(Point-per-instance localization data)
=== Begin Enclosure ===

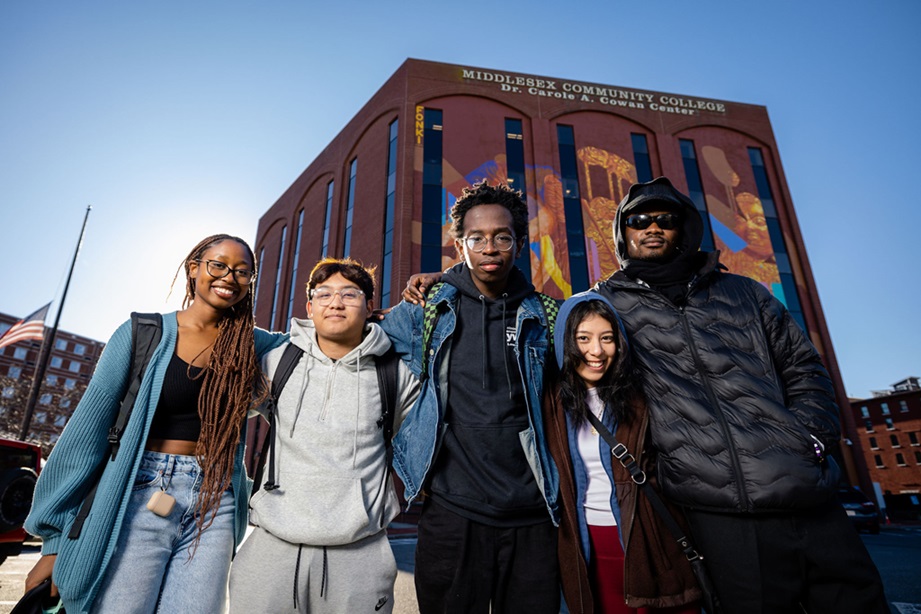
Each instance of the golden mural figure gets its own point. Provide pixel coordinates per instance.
(743, 214)
(550, 274)
(756, 260)
(598, 211)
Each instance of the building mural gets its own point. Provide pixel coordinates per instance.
(736, 216)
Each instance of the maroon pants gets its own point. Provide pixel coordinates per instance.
(606, 575)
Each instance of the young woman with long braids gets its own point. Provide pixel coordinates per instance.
(615, 554)
(171, 507)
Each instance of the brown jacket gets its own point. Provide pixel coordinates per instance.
(656, 571)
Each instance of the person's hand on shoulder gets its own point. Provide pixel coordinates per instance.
(418, 285)
(41, 572)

=== End Enclosure ===

Please give an exact printout of all the records, pictures aside.

Each instance of the golden mural figure gets its own point. Provide pixel coordinates per instance.
(743, 214)
(550, 274)
(756, 260)
(598, 211)
Each instance of the building mural gets its own point. Provide pixel coordinates per instance.
(736, 216)
Each instance of the maroon pants gets its own point. Provide pixel coordinates per instance.
(606, 575)
Each instance of the young woman with long braids gets its own point. Provide pixel coordinates per instance.
(615, 554)
(171, 507)
Each instance of the brown jacket gets its own point. Provide pixel coordinates per instance.
(656, 571)
Each instance of the person's hand on shoulder gets its own point. Provide pixel coordinates per instance.
(418, 285)
(41, 572)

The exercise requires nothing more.